─── VORLIEGENDER TEXT

# 2 PC Bildschirm geht immer aus und an"



## Clastron (21. Mai 2009)

Hi, ich hab ein Problem und zwar mein 2 Bildschirm geht immer aus und an?

weiß jemand vll. an was  das liegen könnte an ein Wackelkontakt? oder mal die Kapeln wechseln?

Schon mal im vorraus Vielen Dank

MFG. Clastron


----------



## kiwi (21. Mai 2009)

Moin,

welche Monitore hast du denn?
Und seit wann hast du das Problem? Hast du etwas an deinem System verändert?

Haben beide ein DVI-Kabel? Wenn ja, dann würde ich die beiden Kabel in der Tat mal vertauschen und gucken was passiert.
Vertauscht du die Kabel an der Grafikkarte und der andere Monitor geht immer an und aus kannst du daraus ja schon mal schließen, dass es nicht am Monitor liegt


----------



## Clastron (21. Mai 2009)

ich hab einen alten Röhren Bildschirm und ein neuen LG Flatron L1953S Flachbildschirm (und eine NVidia Geforce 9800 GT) und das Problem habe ich erst zeitdem ich den alten Röhrenbildschirm eingesteckt habe.

Ja beide haben einen DVI Stecker, aber ich habe bei beiden einen VGA Adapter angeschlossen weil der DVI Stecker am PC is bei mir nicht angeschlossen, datrum musste ich ihn an den anderen Anschluss einstecken.


----------



## Apollum (21. Mai 2009)

Hast du schon mal getestet beim Flat ohne Adapter?


----------



## Clastron (21. Mai 2009)

──────
─── ANGEZEIGTE DATEN

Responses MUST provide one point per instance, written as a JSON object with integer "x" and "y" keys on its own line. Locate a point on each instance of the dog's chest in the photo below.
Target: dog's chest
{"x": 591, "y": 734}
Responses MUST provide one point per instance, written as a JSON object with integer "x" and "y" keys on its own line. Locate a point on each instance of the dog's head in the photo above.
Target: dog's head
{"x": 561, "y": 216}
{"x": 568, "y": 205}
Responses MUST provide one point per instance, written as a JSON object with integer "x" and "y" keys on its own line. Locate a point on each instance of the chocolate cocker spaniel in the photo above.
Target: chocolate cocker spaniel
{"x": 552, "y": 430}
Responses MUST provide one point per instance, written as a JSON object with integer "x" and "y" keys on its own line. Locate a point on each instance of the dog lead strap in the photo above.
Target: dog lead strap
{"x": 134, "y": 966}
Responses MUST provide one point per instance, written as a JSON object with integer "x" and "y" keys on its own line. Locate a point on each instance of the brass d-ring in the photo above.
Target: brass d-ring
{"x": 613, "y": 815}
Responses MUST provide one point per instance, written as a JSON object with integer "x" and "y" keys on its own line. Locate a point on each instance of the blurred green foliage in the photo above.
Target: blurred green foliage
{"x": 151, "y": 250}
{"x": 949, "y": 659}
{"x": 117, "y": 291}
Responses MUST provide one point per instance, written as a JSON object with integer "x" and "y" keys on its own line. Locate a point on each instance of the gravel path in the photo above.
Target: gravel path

──────

AUFGABE:
Nenne alle Fragen, die kiwi in dem Forenthread über den zweiten Bildschirm stellt, der immer aus- und angeht. Gib sie im Wortlaut wieder.

RICHTIGE LÖSUNG:
- welche Monitore hast du denn?
- Und seit wann hast du das Problem?
- Hast du etwas an deinem System verändert?
- Haben beide ein DVI-Kabel?